Er ist der Meinung, der Beschluss zu TOP 6 sei sowohl aus formellen als auch aus materiellen Gründen aufzuheben.
In formeller Hinsicht sei zu berücksichtigen, dass in das Abstimmungsergebnis sechs Stimmen eingeflossen seien, die die Antragsgegnerin zu 2) in – nicht weisungsgebundener – Vollmacht abgegeben habe. Insoweit sei die Antragsgegnerin zu 2) aber von der Ausübung ihres Stimmrechts ausgeschlossen gewesen. Denn obwohl bereits vor der Versammlung vom 28.04.2005 zwei Miteigentümer die Abberufung der Antragsgegnerin zu 2) verlangt hätten, habe dies einen Tagesordnungspunkt „Abberufung der Verwaltung” nicht zur Abstimmung gestellt, vielmehr habe sie durch die Beschlussfassung über ihre Weiterbestellung eine ausdrückliche Beschlussfassung über die Abberufung aus wichtigem Grund, bezüglich derer sie nicht hätte mitabstimmen können, umgangen. Blieben die in Vollmacht abgegebenen Stimmen bei der Stimmauswertung unbeachtet, wäre der Beschluss über die Weiterbestellung nicht zustande gekommen.
Zudem sei der Beschluss über die Weiterbestellung einer Entlastung der Antragsgegnerin zu 2) gleichzutun, die dieser zuvor für das Jahr 2003 verweigert worden war. Für die Abstimmung über die Entlastung gelte ebenfalls ein Stimmrechtsausschluss.

● **Gegebene Zeilen**
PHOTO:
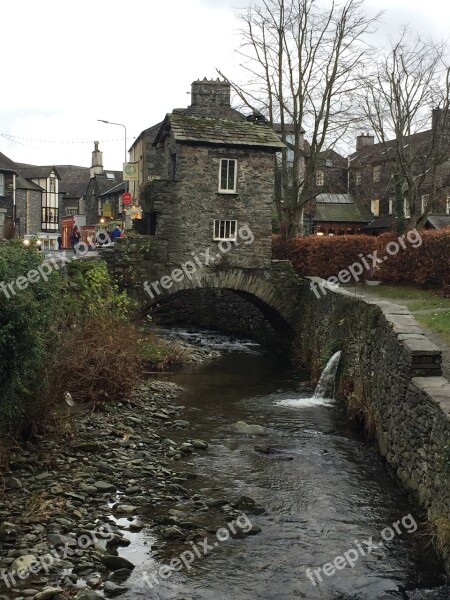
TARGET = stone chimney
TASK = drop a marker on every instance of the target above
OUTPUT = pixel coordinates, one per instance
(364, 139)
(440, 119)
(210, 94)
(97, 161)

● **Zu erledigende Aufgaben**
A - Wie viele Stimmen hat die Antragsgegnerin zu 2) laut dem Abschnitt zur Weiterbestellung der Verwaltung in Vollmacht abgegeben?
B - Übersetze aus dem Abschnitt zur Weiterbestellung der Verwaltung den Satz „Zudem sei der Beschluss über die Weiterbestellung einer Entlastung der Antragsgegnerin zu 2) gleichzutun, die dieser zuvor für das Jahr 2003 verweigert worden war.“ ins Englische.
C - Schreibe den Abschnitt zur Weiterbestellung der Verwaltung im Anschluss an seinen letzten Satz weiter.

● **Antworten je Aufgabe**
A - Sie hat sechs Stimmen in Vollmacht abgegeben.

B - Moreover, the resolution on the reappointment is to be treated as equivalent to a discharge of respondent 2), which had previously been refused to respondent 2) for the year 2003.

C -
Inhaltlich rügt der Antragsteller, dass die Weiterbestellung wegen der vorrangigen Abstimmung über die Abberufung, die auf Grund des Stimmrechtsverbots auch Erfolg gehabt hätte, nicht ordnungsgemäßer Verwaltung entspreche. Als wichtige Gründe für eine Abberufung der Antragsgegnerin zu 2) nennt der Antragsteller u. a. das Fehlen einer korrigierten Abrechnung für 2003, obwohl diese angekündigt worden sei, ferner das an die Eigentümergemeinschaft gerichtete Schreiben der Antragsgegnerin zu 2) vom 12.04.2005 (Bl. 83 ff. d. A.), das Verhalten der Antragsgegnerin zu 2) in der Versammlung vom 28.04.2005, insbesondere die Beschneidung des Rede- und Fragerechts der Eigentümer, mehrfache Verstöße gegen die Vermögensinteressen der Eigentümergemeinschaft (z. b. Kündigung des Hausmeisters ohne Rücksprache bzw. Vollmacht mit der Folge einer Abfindungszahlung; Nachtragsarbeiten im Rahmen der Dachterrassensanierung ohne Beschlussfassung durch die Eigentümerversammlung; unzulängliches Mahnwesen) sowie die Weigerung, einem ehemaligen Verwaltungsbeiratsmitglied Einsicht in Belege zusammen mit einem Sachverständigen zu gewähren. Insgesamt sei das Vertrauensverhältnis zwischen Verwaltung und Eigentümergemeinschaft bzw. Beirat zerrüttet.
Der Antragsteller hat in erster Instanz beantragt,
- den Beschluss zu TOP 6 der Eigentümerversammlu...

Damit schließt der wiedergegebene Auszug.